Extract the records below word for word and ignore the images.

■ EXTRACTED DATA
╔══

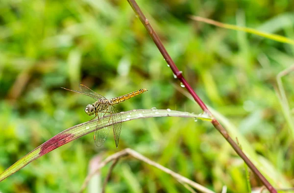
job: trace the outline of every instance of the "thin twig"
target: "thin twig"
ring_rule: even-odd
[[[194,188],[195,189],[199,191],[207,193],[214,193],[214,192],[211,191],[210,190],[201,186],[199,184],[196,183],[195,182],[192,181],[191,180],[183,176],[182,175],[179,174],[178,173],[175,173],[175,172],[171,170],[171,169],[162,166],[160,164],[153,162],[153,161],[147,158],[146,157],[145,157],[142,154],[140,154],[140,153],[138,153],[137,151],[130,148],[124,149],[121,151],[119,151],[117,153],[112,154],[112,155],[108,157],[106,159],[105,159],[104,161],[101,162],[99,165],[99,166],[97,167],[97,169],[95,170],[92,171],[91,173],[88,175],[88,176],[85,179],[84,183],[83,183],[83,185],[80,191],[80,193],[82,193],[84,191],[92,177],[97,172],[99,171],[101,168],[104,167],[107,163],[109,163],[112,160],[118,160],[122,157],[125,156],[127,155],[131,155],[135,158],[136,158],[140,161],[145,162],[150,166],[152,166],[155,168],[158,168],[158,169],[171,175],[177,180],[180,181],[183,183],[188,184],[190,186]]]
[[[213,119],[211,122],[220,134],[223,136],[226,140],[230,144],[231,146],[235,150],[236,152],[244,160],[244,162],[248,166],[248,167],[252,170],[252,171],[256,175],[256,176],[260,179],[262,182],[263,184],[267,187],[270,192],[272,193],[276,193],[277,191],[273,188],[273,187],[270,183],[270,182],[267,180],[267,179],[263,176],[263,175],[259,171],[258,169],[254,166],[254,165],[251,162],[251,161],[248,158],[248,157],[245,155],[245,154],[242,151],[242,150],[239,148],[239,146],[235,142],[234,140],[230,137],[229,134],[226,129],[220,123],[219,121],[214,118],[213,115],[211,114],[210,111],[208,110],[204,103],[202,100],[199,97],[199,96],[196,94],[194,90],[192,89],[190,84],[187,82],[186,79],[183,76],[182,71],[180,71],[173,61],[168,53],[166,49],[164,46],[161,42],[161,41],[159,39],[159,37],[151,26],[151,24],[149,23],[149,21],[146,18],[146,17],[144,15],[141,9],[137,4],[137,2],[135,0],[127,0],[128,2],[134,10],[134,11],[136,13],[136,15],[138,16],[140,21],[145,27],[145,28],[147,30],[148,33],[153,40],[153,42],[157,47],[157,48],[159,50],[159,51],[162,54],[164,58],[167,62],[168,64],[170,66],[170,68],[172,69],[172,72],[175,75],[175,76],[182,82],[185,87],[187,89],[188,91],[190,93],[190,95],[194,98],[196,102],[198,103],[199,106],[203,110],[204,112],[207,113],[207,114],[211,117]]]
[[[196,193],[196,192],[194,190],[194,189],[193,189],[192,188],[191,188],[191,187],[189,185],[188,185],[188,184],[186,184],[185,183],[184,183],[180,180],[178,180],[177,181],[179,182],[179,183],[180,183],[181,184],[182,184],[183,186],[184,186],[187,190],[189,191],[192,193]]]
[[[111,175],[111,172],[113,170],[113,169],[114,168],[114,167],[115,167],[116,164],[118,163],[118,161],[119,161],[118,159],[114,160],[113,161],[113,163],[112,163],[112,164],[111,165],[111,166],[110,166],[110,168],[109,168],[109,170],[108,170],[108,173],[107,174],[107,176],[106,176],[106,178],[105,178],[105,179],[104,180],[104,183],[103,184],[103,187],[102,187],[102,191],[101,191],[101,193],[104,193],[105,192],[105,189],[106,188],[106,185],[107,185],[107,182],[108,182],[108,181],[109,180],[109,179],[110,178],[110,176]]]

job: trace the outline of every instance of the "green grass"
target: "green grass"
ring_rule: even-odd
[[[293,40],[293,2],[138,3],[188,82],[228,121],[224,126],[240,135],[243,149],[256,155],[270,177],[285,179],[280,188],[293,185],[293,73],[282,79],[288,107],[284,100],[281,105],[275,88],[276,76],[294,64],[294,47],[189,17]],[[155,106],[201,112],[176,89],[179,83],[127,1],[1,0],[0,171],[56,134],[90,119],[84,108],[93,100],[60,88],[77,89],[80,83],[107,98],[148,89],[117,105],[122,111]],[[225,185],[229,193],[247,192],[243,161],[209,122],[180,118],[128,121],[122,124],[118,149],[111,137],[97,148],[92,137],[33,162],[0,182],[0,191],[75,192],[94,155],[130,147],[216,192]],[[101,176],[107,172],[103,169]],[[168,175],[133,159],[122,161],[112,176],[109,193],[189,192]],[[254,176],[250,179],[252,190],[262,186]]]

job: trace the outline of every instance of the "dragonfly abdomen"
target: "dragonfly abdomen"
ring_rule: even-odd
[[[136,96],[141,94],[147,91],[148,90],[146,89],[140,89],[132,93],[130,93],[128,94],[111,98],[110,99],[110,101],[111,101],[111,104],[113,105],[114,104],[119,103],[120,102],[124,101],[125,100],[127,100],[128,99],[130,99],[133,97]]]

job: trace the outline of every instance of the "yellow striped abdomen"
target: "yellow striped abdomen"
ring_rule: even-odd
[[[147,90],[146,89],[140,89],[138,91],[134,91],[132,93],[130,93],[128,94],[122,95],[122,96],[116,97],[115,98],[113,98],[110,99],[111,101],[111,105],[113,105],[119,103],[120,102],[125,101],[125,100],[127,100],[128,99],[130,99],[131,97],[134,96],[136,96],[137,95],[139,95],[147,91]]]

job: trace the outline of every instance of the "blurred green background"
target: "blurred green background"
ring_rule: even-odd
[[[274,88],[277,74],[294,64],[294,47],[189,16],[293,39],[294,1],[138,3],[200,97],[236,126],[259,158],[268,160],[272,177],[281,175],[284,183],[293,184],[293,138]],[[293,115],[293,75],[283,81]],[[149,90],[117,105],[121,111],[156,107],[201,112],[178,89],[182,89],[179,82],[126,0],[1,0],[0,171],[60,132],[90,119],[84,109],[92,99],[60,89],[78,89],[80,83],[107,98]],[[118,149],[112,134],[98,148],[93,135],[84,136],[0,182],[0,191],[76,192],[92,158],[130,147],[215,191],[226,186],[228,192],[248,192],[243,160],[209,122],[178,118],[135,120],[122,124],[120,139]],[[109,167],[102,170],[102,177]],[[252,187],[262,186],[253,174],[250,182]],[[119,162],[106,191],[189,192],[167,174],[131,158]]]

╚══

■ RESULT FOR THIS EXERCISE
job: trace the outline of every instance of the "thin twig"
target: "thin twig"
ring_rule: even-odd
[[[194,188],[195,189],[199,191],[207,193],[214,193],[214,192],[211,191],[210,190],[201,186],[199,184],[196,183],[195,182],[192,181],[191,180],[183,176],[182,175],[179,174],[178,173],[175,173],[175,172],[171,170],[171,169],[162,166],[160,164],[153,162],[153,161],[147,158],[146,157],[145,157],[142,154],[140,154],[140,153],[138,153],[137,151],[130,148],[124,149],[121,151],[119,151],[117,153],[112,154],[112,155],[108,157],[106,159],[105,159],[104,161],[101,162],[99,165],[99,166],[97,167],[97,169],[95,170],[92,171],[91,173],[88,175],[88,176],[85,179],[84,183],[83,183],[83,185],[80,191],[80,193],[82,193],[84,191],[92,177],[97,172],[99,171],[101,168],[104,167],[107,163],[109,163],[112,160],[118,160],[122,157],[125,156],[127,155],[131,155],[135,158],[136,158],[140,161],[145,162],[150,166],[152,166],[155,168],[158,168],[158,169],[171,175],[177,180],[180,181],[183,183],[188,184],[190,186]]]
[[[213,119],[211,122],[220,134],[223,136],[226,140],[230,144],[231,146],[235,150],[236,152],[244,160],[244,162],[248,166],[248,167],[252,170],[252,171],[256,175],[256,176],[260,179],[262,182],[263,184],[267,187],[270,192],[272,193],[276,193],[277,191],[273,188],[273,187],[270,183],[270,182],[267,180],[267,179],[263,176],[263,175],[259,171],[258,169],[254,166],[254,165],[251,162],[251,161],[248,158],[248,157],[245,155],[245,154],[242,151],[242,150],[239,148],[239,146],[235,142],[234,140],[230,137],[229,134],[226,129],[220,123],[219,121],[214,118],[213,115],[211,114],[210,111],[208,110],[204,103],[202,100],[199,97],[199,96],[196,94],[194,90],[192,89],[190,84],[187,82],[186,79],[183,76],[182,71],[180,71],[173,61],[168,53],[166,49],[164,46],[161,42],[161,41],[159,39],[159,37],[151,26],[151,24],[149,23],[149,21],[146,18],[146,17],[144,15],[141,9],[137,4],[137,2],[135,0],[127,0],[128,2],[134,10],[134,11],[136,13],[136,15],[138,16],[140,21],[145,27],[145,28],[147,30],[148,33],[153,40],[153,42],[157,47],[157,48],[159,50],[159,51],[162,54],[164,58],[167,62],[168,64],[170,66],[170,68],[172,69],[172,72],[175,75],[175,76],[182,82],[185,87],[187,89],[188,91],[190,93],[190,95],[194,98],[196,102],[198,103],[199,106],[203,110],[204,112],[207,113],[207,114],[211,117]]]
[[[196,193],[196,192],[194,190],[194,189],[193,189],[192,188],[191,188],[191,187],[189,185],[188,185],[188,184],[186,184],[185,183],[184,183],[180,180],[178,180],[177,181],[179,182],[179,183],[180,183],[181,184],[182,184],[183,186],[184,186],[187,190],[189,191],[192,193]]]
[[[111,175],[111,172],[113,170],[113,169],[114,168],[114,167],[115,167],[116,164],[118,163],[118,161],[119,161],[118,159],[114,160],[113,161],[113,163],[112,163],[112,164],[111,165],[111,166],[110,166],[110,168],[109,168],[109,170],[108,170],[108,173],[107,174],[107,176],[106,176],[106,178],[105,178],[105,179],[104,180],[104,183],[103,184],[103,187],[102,187],[102,191],[101,191],[101,193],[104,193],[105,192],[105,189],[106,188],[106,185],[107,185],[107,182],[108,182],[108,181],[109,180],[109,179],[110,178],[110,176]]]

job: trace the outline of every instance of the "green grass"
target: "green grass"
ring_rule: even-odd
[[[293,40],[293,2],[138,3],[188,82],[228,121],[224,126],[240,135],[243,149],[256,155],[270,177],[285,179],[280,188],[293,185],[293,73],[282,79],[288,107],[284,100],[281,105],[275,88],[276,76],[294,64],[294,47],[189,17]],[[155,106],[201,112],[176,89],[179,83],[127,1],[1,0],[0,171],[56,134],[90,119],[84,108],[93,100],[60,88],[77,89],[80,83],[107,98],[148,89],[117,105],[122,111]],[[225,185],[229,193],[247,192],[243,161],[209,122],[180,118],[128,121],[122,124],[118,149],[111,137],[97,148],[92,137],[33,162],[0,182],[0,191],[75,192],[94,155],[130,147],[216,192]],[[101,176],[107,172],[103,169]],[[168,175],[133,159],[122,161],[112,176],[109,193],[189,192]],[[254,176],[250,179],[252,190],[262,186]]]

job: trace the outline of every instance of the "dragonfly abdomen"
target: "dragonfly abdomen"
ring_rule: even-odd
[[[136,96],[141,94],[147,91],[148,90],[146,89],[140,89],[132,93],[130,93],[128,94],[111,98],[110,99],[110,101],[111,101],[111,104],[113,105],[114,104],[119,103],[120,102],[124,101],[125,100],[127,100],[128,99],[130,99],[133,97]]]

job: trace the outline of every instance of the "yellow striped abdomen"
target: "yellow striped abdomen"
ring_rule: even-odd
[[[147,90],[146,89],[140,89],[138,91],[134,91],[132,93],[130,93],[128,94],[122,95],[122,96],[116,97],[115,98],[113,98],[110,99],[111,101],[111,105],[113,105],[119,103],[120,102],[125,101],[125,100],[127,100],[128,99],[130,99],[131,97],[134,96],[136,96],[137,95],[139,95],[147,91]]]

job: trace the outline of every instance of the "blurred green background"
target: "blurred green background"
ring_rule: even-odd
[[[274,88],[277,74],[294,64],[294,47],[189,16],[293,39],[294,1],[138,3],[200,97],[236,126],[259,158],[268,160],[272,177],[281,175],[284,183],[293,184],[293,138]],[[293,115],[293,75],[283,81]],[[149,90],[117,105],[121,111],[156,107],[201,112],[178,89],[182,89],[179,82],[126,0],[1,0],[0,171],[60,132],[90,119],[84,109],[92,99],[60,89],[78,89],[80,83],[107,98]],[[118,149],[112,134],[98,148],[93,135],[84,136],[0,182],[0,191],[76,192],[92,158],[130,147],[215,191],[226,186],[228,192],[248,192],[243,160],[209,122],[178,118],[135,120],[122,124],[120,139]],[[109,167],[102,170],[102,177]],[[252,187],[262,186],[253,174],[250,182]],[[119,162],[106,191],[189,192],[167,174],[131,158]]]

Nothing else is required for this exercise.